■ FRAGMENTO PARA LEER:
Año de la fe 2012-2013

«Creo en Jesucristo,
su único Hijo, nuestro Señor»

1 de enero de 2013


Temas: Jesucristo (Hijo de Dios y Señor).

Publicado: BOA 2013, 20.


Las oraciones litúrgicas concluyen de ordinario así: «Por nuestro Señor Jesucristo, tu Hijo…». La Iglesia ora a Dios Padre apoyándose en la mediación de Jesús, el Mesías prometido, su Hijo único, nuestro Señor. En esta fórmula aparecen los títulos principales de Jesús, ya que en la oración se expresa la fe de la Iglesia. Jesús es el Mesías, el Hijo de Dios, el Señor.

1. La palabra latina “Cristo” o la hebrea “Mesías” significan ‘Ungido’. Los reyes eran consagrados con un aceite especial; Jesús, en este sentido, es el Ungido en cuanto descendiente de David, el Rey de Israel (cf. Mt 1,16).

La palabra “Cristo” ha pasado a ser nombre propio de Jesús —Jesucristo— porque él cumple la misión salvífica unida a esa palabra en la expectación mesiánica del Antiguo Testamento (cf. Lc 2,11). Jesús aceptó con reservas el título de Mesías o Cristo porque incluía un fácil malentendido sobre su manera propia de ser el Ungido de Dios. Solo cuando la crucifixión y resurrección mostraron el rostro auténtico del Mesías, Jesús fue proclamado Señor y Cristo (cf. Hch 2,36).

■ MATERIAL PROPORCIONADO:
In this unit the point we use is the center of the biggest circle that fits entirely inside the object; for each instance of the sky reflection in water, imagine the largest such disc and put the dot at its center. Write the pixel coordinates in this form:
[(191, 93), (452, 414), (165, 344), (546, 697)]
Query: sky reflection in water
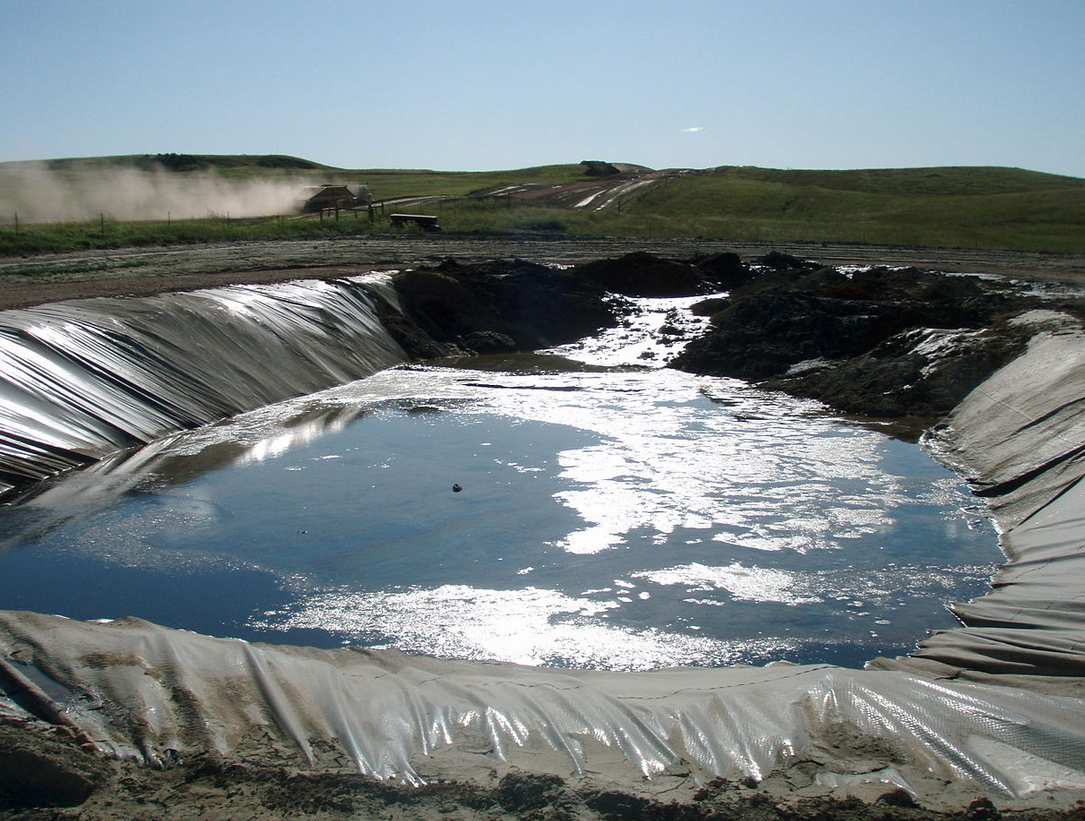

==

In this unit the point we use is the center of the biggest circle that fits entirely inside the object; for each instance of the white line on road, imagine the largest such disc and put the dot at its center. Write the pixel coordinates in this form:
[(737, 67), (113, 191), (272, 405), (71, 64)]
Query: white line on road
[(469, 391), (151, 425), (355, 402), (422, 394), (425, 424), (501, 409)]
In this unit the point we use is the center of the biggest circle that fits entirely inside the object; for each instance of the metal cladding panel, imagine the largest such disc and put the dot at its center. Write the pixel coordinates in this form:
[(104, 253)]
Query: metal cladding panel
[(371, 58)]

■ ENUNCIADO DEL EJERCICIO:
Conteste estas preguntas con datos del fragmento:
(a) ¿Cómo concluyen de ordinario las oraciones litúrgicas?
(b) ¿Qué significan la palabra latina “Cristo” y la hebrea “Mesías”?
(c) ¿Qué acontecimientos mostraron el rostro auténtico del Mesías?
Responda basándose solo en el fragmento.

■ SOLUCIÓN DEL EJERCICIO:
(a) Concluyen así: «Por nuestro Señor Jesucristo, tu Hijo…».
(b) Significan ‘Ungido’.
(c) La crucifixión y la resurrección.